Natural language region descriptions
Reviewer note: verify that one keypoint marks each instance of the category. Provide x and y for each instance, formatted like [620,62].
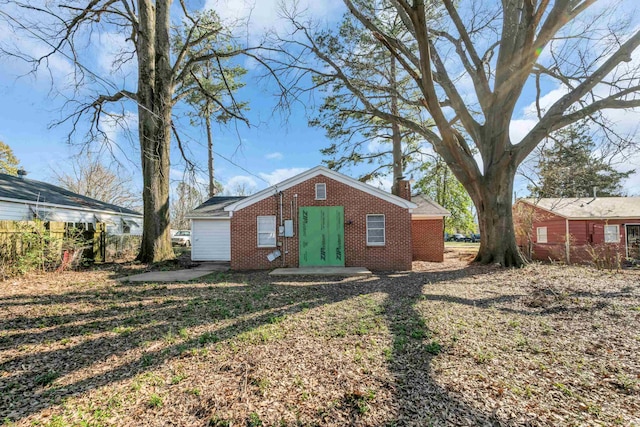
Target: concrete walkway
[177,275]
[321,271]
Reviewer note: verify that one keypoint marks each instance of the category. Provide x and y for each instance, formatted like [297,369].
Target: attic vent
[321,191]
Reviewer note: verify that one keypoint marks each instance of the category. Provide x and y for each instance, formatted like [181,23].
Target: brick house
[317,218]
[579,230]
[427,229]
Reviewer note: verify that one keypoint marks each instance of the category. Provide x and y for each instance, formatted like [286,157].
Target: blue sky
[272,149]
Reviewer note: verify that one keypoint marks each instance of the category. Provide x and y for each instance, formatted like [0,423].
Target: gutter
[68,207]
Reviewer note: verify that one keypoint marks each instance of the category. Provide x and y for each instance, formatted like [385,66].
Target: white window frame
[271,231]
[609,234]
[324,186]
[384,232]
[541,235]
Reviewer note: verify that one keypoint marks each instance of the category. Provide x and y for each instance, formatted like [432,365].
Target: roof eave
[319,170]
[54,205]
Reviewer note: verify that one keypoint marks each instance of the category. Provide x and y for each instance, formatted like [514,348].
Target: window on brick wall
[375,230]
[321,191]
[612,233]
[542,234]
[267,231]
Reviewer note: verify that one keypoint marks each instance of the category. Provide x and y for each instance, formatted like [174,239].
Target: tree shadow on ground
[106,339]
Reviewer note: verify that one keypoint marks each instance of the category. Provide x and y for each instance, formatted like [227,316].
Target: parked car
[457,237]
[182,238]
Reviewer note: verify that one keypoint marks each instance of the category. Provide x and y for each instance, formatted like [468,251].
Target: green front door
[321,236]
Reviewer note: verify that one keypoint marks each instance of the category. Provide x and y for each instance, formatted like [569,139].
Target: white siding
[16,211]
[211,239]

§ Exercise objective:
One exact copy of the data, no pictures: write it out line for line.

§ Answer box:
Reviewer note: verify that one keypoint marks each instance of the category. Provide x and y for each instance, formatted like [620,62].
Target: concrete walkway
[177,275]
[321,271]
Reviewer note: verify that one keypoint marks each instance of the category. Provide x and y for each instance, formatted like [297,369].
Target: attic vent
[321,191]
Reviewer note: verify that one keypoint marks each instance of the category. Provide x and y for each instance, formatted like [181,23].
Target: brick house
[317,218]
[579,230]
[427,229]
Reviewer note: verify that one keypoint marks each instance of the category. Provide x and y for each instance, formatted like [286,157].
Target: blue sky
[272,149]
Reviewer note: verify that one keypoint marks each instance of the category. Provide x and y for each instance, formatted like [0,423].
Target: gutter
[68,207]
Reviewer note: verify that one keypoint marks each instance of the category. Provide x and y for each instance, formatted like [385,66].
Target: white window frame
[271,231]
[609,234]
[324,186]
[384,232]
[541,235]
Reviewer note: verify that one keypoint marks each instance of the category. Provide x and y for each instance, formatted like [432,365].
Target: roof eave
[319,170]
[54,205]
Reviewer note: verify that one keypoint marks each instance of the category. Provide x and y for each instance, formatted like [514,348].
Target: window on brick wall
[375,230]
[321,191]
[612,233]
[542,234]
[267,231]
Reviewer note: verify that one keypoint marks each instance of the category. Provide x and y for each instance, formatted like [174,239].
Target: tree shadow on ground
[106,339]
Reviewer note: verify that one keypoint marks each instance of the category. Provide x and y for each instance, formatted like [227,316].
Target: parked car
[457,237]
[182,238]
Reviewer note: verify that one keypoint marks each instance of the category. Provide x and y for each instance, formatted like [468,251].
Target: green front door
[321,236]
Reviewer note: verify that one keypoint marks each instance of the category. Provide x and y for each instance, formatted like [569,139].
Target: white siding
[16,211]
[211,239]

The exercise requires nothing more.